'''

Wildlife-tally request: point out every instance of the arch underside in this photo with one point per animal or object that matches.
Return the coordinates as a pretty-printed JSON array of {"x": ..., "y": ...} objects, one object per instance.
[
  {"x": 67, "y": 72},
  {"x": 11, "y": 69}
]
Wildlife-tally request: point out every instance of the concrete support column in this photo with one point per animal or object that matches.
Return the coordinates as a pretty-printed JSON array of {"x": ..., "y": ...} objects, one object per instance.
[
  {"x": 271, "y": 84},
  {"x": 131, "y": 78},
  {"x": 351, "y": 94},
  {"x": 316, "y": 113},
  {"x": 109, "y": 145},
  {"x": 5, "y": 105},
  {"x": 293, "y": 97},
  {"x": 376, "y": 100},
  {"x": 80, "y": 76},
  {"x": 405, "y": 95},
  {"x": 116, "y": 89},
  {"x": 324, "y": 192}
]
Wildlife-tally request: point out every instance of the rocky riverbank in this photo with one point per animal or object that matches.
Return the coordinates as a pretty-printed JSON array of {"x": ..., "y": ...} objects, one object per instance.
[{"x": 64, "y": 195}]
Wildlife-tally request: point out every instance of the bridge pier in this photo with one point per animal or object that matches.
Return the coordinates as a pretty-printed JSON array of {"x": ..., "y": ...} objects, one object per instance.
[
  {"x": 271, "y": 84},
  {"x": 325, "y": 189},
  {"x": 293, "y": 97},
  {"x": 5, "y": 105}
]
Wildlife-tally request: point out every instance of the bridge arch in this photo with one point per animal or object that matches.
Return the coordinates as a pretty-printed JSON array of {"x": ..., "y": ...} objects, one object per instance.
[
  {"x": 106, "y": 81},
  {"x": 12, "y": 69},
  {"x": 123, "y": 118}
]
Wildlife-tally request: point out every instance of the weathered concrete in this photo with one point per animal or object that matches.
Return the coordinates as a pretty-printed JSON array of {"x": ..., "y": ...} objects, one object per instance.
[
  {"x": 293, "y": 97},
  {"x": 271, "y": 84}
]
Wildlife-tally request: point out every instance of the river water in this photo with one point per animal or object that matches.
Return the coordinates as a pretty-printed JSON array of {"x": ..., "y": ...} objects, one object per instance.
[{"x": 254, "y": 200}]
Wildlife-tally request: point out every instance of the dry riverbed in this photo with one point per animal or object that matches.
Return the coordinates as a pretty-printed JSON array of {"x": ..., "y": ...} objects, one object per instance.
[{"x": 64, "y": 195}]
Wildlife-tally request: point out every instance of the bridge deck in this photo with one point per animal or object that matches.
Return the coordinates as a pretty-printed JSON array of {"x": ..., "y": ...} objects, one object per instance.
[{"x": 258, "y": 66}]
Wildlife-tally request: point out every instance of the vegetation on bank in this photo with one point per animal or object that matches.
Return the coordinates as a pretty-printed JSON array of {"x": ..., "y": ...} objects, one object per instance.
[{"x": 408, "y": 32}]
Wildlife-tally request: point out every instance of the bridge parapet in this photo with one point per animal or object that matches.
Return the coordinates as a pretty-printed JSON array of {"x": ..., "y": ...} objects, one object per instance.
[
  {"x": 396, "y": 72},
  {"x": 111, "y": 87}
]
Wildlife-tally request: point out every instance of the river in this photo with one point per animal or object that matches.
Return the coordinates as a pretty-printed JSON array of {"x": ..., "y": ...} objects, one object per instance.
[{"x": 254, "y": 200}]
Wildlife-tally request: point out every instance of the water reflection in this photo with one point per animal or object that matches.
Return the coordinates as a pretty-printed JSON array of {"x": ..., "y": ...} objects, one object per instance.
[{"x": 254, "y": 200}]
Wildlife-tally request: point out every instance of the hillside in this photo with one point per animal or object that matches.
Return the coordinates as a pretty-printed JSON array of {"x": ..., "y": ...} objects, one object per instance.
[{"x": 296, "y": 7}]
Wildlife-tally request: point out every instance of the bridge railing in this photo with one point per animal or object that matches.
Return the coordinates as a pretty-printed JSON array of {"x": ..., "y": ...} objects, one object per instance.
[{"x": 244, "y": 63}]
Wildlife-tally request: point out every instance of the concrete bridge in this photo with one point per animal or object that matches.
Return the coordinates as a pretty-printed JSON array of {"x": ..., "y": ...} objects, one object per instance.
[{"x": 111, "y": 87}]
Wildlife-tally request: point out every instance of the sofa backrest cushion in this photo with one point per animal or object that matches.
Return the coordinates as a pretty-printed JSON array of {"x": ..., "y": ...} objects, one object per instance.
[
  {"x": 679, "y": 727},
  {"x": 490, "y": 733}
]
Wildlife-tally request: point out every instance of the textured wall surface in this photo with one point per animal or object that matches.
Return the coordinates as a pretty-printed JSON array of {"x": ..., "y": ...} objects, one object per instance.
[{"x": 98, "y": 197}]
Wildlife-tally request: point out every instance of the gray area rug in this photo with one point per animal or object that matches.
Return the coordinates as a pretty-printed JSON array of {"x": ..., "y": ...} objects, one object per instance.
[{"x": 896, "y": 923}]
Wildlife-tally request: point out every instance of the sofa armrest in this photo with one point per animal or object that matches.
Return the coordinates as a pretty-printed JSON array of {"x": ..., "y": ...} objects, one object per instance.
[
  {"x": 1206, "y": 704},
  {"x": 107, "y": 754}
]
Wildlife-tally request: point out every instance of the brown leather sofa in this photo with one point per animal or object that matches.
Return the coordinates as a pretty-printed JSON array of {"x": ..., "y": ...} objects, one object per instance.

'''

[Directions for this task]: Top to bottom, set down the whole listing exactly.

[Exercise response]:
Wildlife-tally request: point out every instance of the arch underside in this photo with one point per animal or object that matches.
Return the coordinates as a pretty-printed JSON array of {"x": ..., "y": ...} objects, one object per instance.
[
  {"x": 67, "y": 72},
  {"x": 11, "y": 69}
]
Wildlife-tally request: point out every instance of the concrete support column in this photo with one point per animal or object that matches.
Return the coordinates as a pretty-printed JSON array of {"x": ..., "y": ...} objects, one object per instance.
[
  {"x": 271, "y": 84},
  {"x": 131, "y": 78},
  {"x": 351, "y": 94},
  {"x": 316, "y": 113},
  {"x": 109, "y": 145},
  {"x": 5, "y": 105},
  {"x": 293, "y": 97},
  {"x": 376, "y": 100},
  {"x": 80, "y": 76},
  {"x": 405, "y": 95},
  {"x": 116, "y": 89},
  {"x": 324, "y": 192}
]
Wildlife-tally request: point out every instance of the rocky riverbank in this photo with one point per animal or object that matches.
Return the coordinates as a pretty-printed JSON array of {"x": ..., "y": ...} objects, one object per instance.
[{"x": 64, "y": 195}]
Wildlife-tally request: point out every instance of the bridge pier in this photo with one point per animal or object that matches.
Return the coordinates as a pretty-printed JSON array of {"x": ..., "y": ...} objects, one object per instance.
[
  {"x": 271, "y": 84},
  {"x": 325, "y": 189},
  {"x": 293, "y": 97},
  {"x": 5, "y": 105}
]
Wildlife-tally request: point out every instance of the bridge arch in this photo with one point per animal or object that matches.
Return the coordinates as a pretty-printed JSON array of {"x": ..., "y": ...} objects, one object per instance.
[
  {"x": 106, "y": 81},
  {"x": 12, "y": 69},
  {"x": 123, "y": 118}
]
Wildlife-tally request: point out every instance of the weathered concrete in this photo with one point per animal or object that matches.
Return the coordinates as a pretty-printed JSON array of {"x": ..., "y": ...} objects, one object per instance.
[
  {"x": 293, "y": 97},
  {"x": 271, "y": 84}
]
Wildlife-tally request: point out every instance of the river water in this photo with one point per animal or object that matches.
Return the coordinates as a pretty-printed JSON array of {"x": ..., "y": ...} objects, one object per instance.
[{"x": 254, "y": 200}]
Wildlife-tally request: point out every instance of the dry riverbed in this photo with one point per animal or object that matches.
Return the coordinates as a pretty-printed JSON array of {"x": ..., "y": ...} objects, one object per instance.
[{"x": 64, "y": 195}]
Wildlife-tally request: point out every instance of the bridge deck in this photo with one point per animal or object that matches.
Return the coordinates as a pretty-printed JSON array of {"x": ..., "y": ...} objects, one object per instance.
[{"x": 258, "y": 66}]
Wildlife-tally request: point out every instance of the vegetation on bank in this photo with one point per animal or object that matches.
Return the coordinates as a pretty-printed JSON array of {"x": ..., "y": ...} objects, one object per instance.
[{"x": 408, "y": 32}]
Wildlife-tally request: point out every instance of the bridge parapet in this photo with one point per animal or object that matches.
Return the coordinates as a pretty-printed JSON array of {"x": ..., "y": ...} objects, one object per instance.
[
  {"x": 396, "y": 72},
  {"x": 111, "y": 87}
]
Wildlife-tally request: point out every instance of the river in this photo with one point per animal or object that matches.
Return the coordinates as a pretty-printed JSON array of {"x": ..., "y": ...} objects, one object per instance.
[{"x": 254, "y": 200}]
Wildlife-tally request: point out every instance of the water reflection in this photo with one point per animal or object that matches.
Return the coordinates as a pretty-printed JSON array of {"x": ..., "y": ...} objects, one object per instance.
[{"x": 254, "y": 200}]
Wildlife-tally request: point out every instance of the hillside in this photo with one point per animal or object that matches.
Return the coordinates as a pretty-printed JSON array of {"x": ..., "y": ...} objects, one object per instance.
[{"x": 296, "y": 7}]
Wildlife-tally request: point out every instance of the bridge railing in this photo with one point per animal or object that matches.
Return the coordinates as a pretty-printed JSON array of {"x": ..., "y": ...} objects, one object per instance.
[{"x": 244, "y": 63}]
Wildlife-tally request: point out every instance of the concrete bridge in this photo with one point per animal or object that matches.
Return the coordinates as a pretty-printed JSON array of {"x": ..., "y": ...} objects, one object per instance.
[{"x": 111, "y": 87}]
Wildlife-tally request: point out every instance of the sofa backrest cushion in this photo with one point per animal or object that matches.
Return the coordinates as a pretty-printed JSON array of {"x": ..., "y": ...} objects, one object per instance.
[
  {"x": 679, "y": 727},
  {"x": 490, "y": 733}
]
Wildlife-tally request: point out every instance of the textured wall surface in this photo with one point per animal or object that matches.
Return the coordinates as a pretty-printed JSON array of {"x": ..., "y": ...} objects, one object per instance.
[{"x": 98, "y": 197}]
Wildlife-tally request: point out every instance of the gray area rug in this photo with one point per animal or object that matches.
Return the coordinates as a pretty-printed JSON array of {"x": ..., "y": ...} objects, one object per instance.
[{"x": 896, "y": 923}]
Wildlife-tally request: point out every instance of the sofa armrest in this photo with one point per animal or object that matches.
Return the coordinates as a pretty-printed JSON array of {"x": ..., "y": ...} objects, one object per instance.
[
  {"x": 1206, "y": 704},
  {"x": 107, "y": 754}
]
Wildlife-tally request: point out every instance of the brown leather sofa in this photo with one point per animal or object that matches.
Return the coordinates as a pretty-printed JSON array of {"x": ..., "y": ...} objects, one object per instance.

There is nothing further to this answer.